***** Texto de leitura

Treinado em línguas latinas pelos programas estratégicos norte-americanos de Guerra, dedicou-se ao estudo da América Latina e do Brasil, seguindo depois uma trajetória de diplomata e historiador, ao trabalhar como funcionário de pesquisa do Departamento de Estado. Essas e outras tantas informações sobre sua vida nos fizeram suspeitar que Poppino teria atuado na Bahia a partir das demandas norte-americanas de pesquisa voltadas para a política externa, o que podemos considerar até então como válido, caso não pensemos que este intento era única e exclusivamente o motivo de sua chegada aqui.

**********
***** Dados registrados

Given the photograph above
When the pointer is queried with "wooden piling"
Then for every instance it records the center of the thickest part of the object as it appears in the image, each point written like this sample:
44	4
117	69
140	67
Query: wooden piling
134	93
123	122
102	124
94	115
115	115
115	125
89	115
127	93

**********

> **Tarefas propostas**:
[a] Reescreva de forma mais breve o parágrafo do texto sobre Poppino que começa com "Treinado em línguas latinas", preservando os fatos principais.
[b] Liste todos os lugares geográficos mencionados pelo nome no texto sobre Poppino.
[c] Continue o texto sobre Poppino a partir da última frase apresentada.

> **Resultados**:
[a] Formado em línguas latinas por programas estratégicos de guerra dos Estados Unidos, Poppino estudou a América Latina e o Brasil. Depois seguiu carreira de diplomata e historiador como funcionário de pesquisa do Departamento de Estado. Esses dados levaram à suspeita de que sua atuação na Bahia atendia a demandas norte-americanas de pesquisa ligadas à política externa. A hipótese vale desde que isso não seja visto como o único motivo de sua vinda.

[b]
- América Latina
- Brasil
- Bahia

[c]
Ao longo de sua carreira como funcionário do Departamento, produziu textos específicos sobre a política externa brasileira nos anos 1960 e 1970, em revistas especializadas (sobre História e sobre relações internacionais), a edição de um livro sobre o comunismo na América Latina (1963), o ensaio Brazil: The Land and People e outros artigos, que se tornam indícios claros do tipo de conhecimento que o brasilianista organizou. Poppino seguiu os passos de alguns cientistas políticos de sua geração que reproduziram o anticomunismo em suas narrativas sobre o Brasil e sobre a América Latina. Podemos dizer, nesse caso, que o trabalho que realizou estava muito próximo da produção do Departamento de Estado e do tipo de análise das Relações Internacionais que ficaram ao lado do “regime autoritário”, ou, na palavra dos historiadores que analisaram a questão de outro modo, a ditadura, que se instalou a partir de 1964 no Brasil.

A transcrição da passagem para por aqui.